:: GIVEN TASK ::
Return the data below word for word, keeping every line unchanged and in its original order.

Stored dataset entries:

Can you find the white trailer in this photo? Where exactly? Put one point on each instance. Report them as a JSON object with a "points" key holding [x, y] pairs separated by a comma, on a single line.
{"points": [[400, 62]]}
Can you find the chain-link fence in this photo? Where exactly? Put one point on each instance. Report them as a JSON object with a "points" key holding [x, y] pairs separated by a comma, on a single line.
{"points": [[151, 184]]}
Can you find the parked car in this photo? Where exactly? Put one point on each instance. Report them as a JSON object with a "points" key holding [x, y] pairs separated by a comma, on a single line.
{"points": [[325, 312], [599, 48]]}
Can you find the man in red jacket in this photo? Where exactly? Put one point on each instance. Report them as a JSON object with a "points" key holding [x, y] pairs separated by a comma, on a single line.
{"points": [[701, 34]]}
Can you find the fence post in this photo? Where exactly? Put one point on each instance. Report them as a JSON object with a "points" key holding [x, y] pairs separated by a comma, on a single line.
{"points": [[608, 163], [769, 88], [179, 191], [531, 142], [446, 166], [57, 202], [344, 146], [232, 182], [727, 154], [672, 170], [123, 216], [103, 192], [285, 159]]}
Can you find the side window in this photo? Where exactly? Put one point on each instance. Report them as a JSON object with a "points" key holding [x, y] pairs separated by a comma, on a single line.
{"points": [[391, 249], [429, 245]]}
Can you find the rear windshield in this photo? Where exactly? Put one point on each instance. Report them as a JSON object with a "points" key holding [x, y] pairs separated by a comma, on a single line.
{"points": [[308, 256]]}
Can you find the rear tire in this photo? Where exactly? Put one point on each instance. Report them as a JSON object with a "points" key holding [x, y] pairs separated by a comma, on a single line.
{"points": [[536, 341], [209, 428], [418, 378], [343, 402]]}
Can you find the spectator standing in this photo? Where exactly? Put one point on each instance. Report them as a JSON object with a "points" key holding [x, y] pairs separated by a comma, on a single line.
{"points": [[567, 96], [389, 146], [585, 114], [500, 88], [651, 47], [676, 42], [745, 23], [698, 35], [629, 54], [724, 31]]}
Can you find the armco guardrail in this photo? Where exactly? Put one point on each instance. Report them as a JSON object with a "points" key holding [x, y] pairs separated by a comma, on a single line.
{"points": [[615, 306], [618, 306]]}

:: TASK RESULT ::
Can you find the white trailer in this photo? Where exactly? Put one point on each instance. Report them as a JSON object with a "points" key holding [x, y] pairs separated by a comma, on a single line.
{"points": [[400, 62]]}
Can you find the chain-link fence in this photo? Where exactly? Put one point on each instance. Report them as a JSON object with a "points" key holding [x, y] pairs separated by a comma, on a single line.
{"points": [[151, 184]]}
Can you find the parked car in this photo? Where exactly? Put one point on each instance. Report them as a JSON object with a "points" key holding [x, y] pairs separated by a comma, on a single line.
{"points": [[325, 312], [599, 48]]}
Can you find the man in red jacket in this photo? Where exactly? Put one point on each instance. Report them as a JSON object with a "points" key holding [x, y] pairs separated by a comma, on a single line.
{"points": [[701, 34]]}
Can you find the fence post in this photo? Where exactly? Put one point on each instance. Report them as a JSON object with a "points" key holding [x, y] pairs separated by a comma, on a single line.
{"points": [[608, 163], [769, 88], [179, 191], [531, 142], [446, 166], [57, 202], [344, 146], [232, 182], [727, 154], [672, 170], [123, 216], [103, 192], [285, 159]]}
Can you find the side window in this photo? Where exactly? Put one point on each instance. Report them as a JSON object with a "points" key holding [x, y] pairs separated by a comma, on a single line.
{"points": [[391, 249], [429, 245]]}
Can you find the rear windshield in this photo? Where exactly? Put one point on each instance. Report them as a JSON object with a "points" key holding [x, y] pairs separated by a comma, on a single line.
{"points": [[308, 256]]}
Can you find the rear tire in this photo? Where exactly? Put one point on each instance. Report them as a JSON object with a "points" key holding [x, y] pairs separated by a comma, on a single line.
{"points": [[536, 341], [209, 428], [418, 378], [343, 402]]}
Can you find the spectator standing in this photo? Where exactly? Put one point on each instance. Report them as a JSON object with a "points" key holding [x, y] pairs separated by a comma, on a single line.
{"points": [[567, 96], [389, 146], [585, 114], [500, 88], [651, 47], [676, 42], [745, 23], [698, 35], [629, 54], [724, 31]]}
Can you find the armco guardrail in this photo? Where exactly? Put one point on each instance. Report them as a JSON object with a "points" key holding [x, y] pairs separated by a comma, on a single line.
{"points": [[615, 306], [618, 306]]}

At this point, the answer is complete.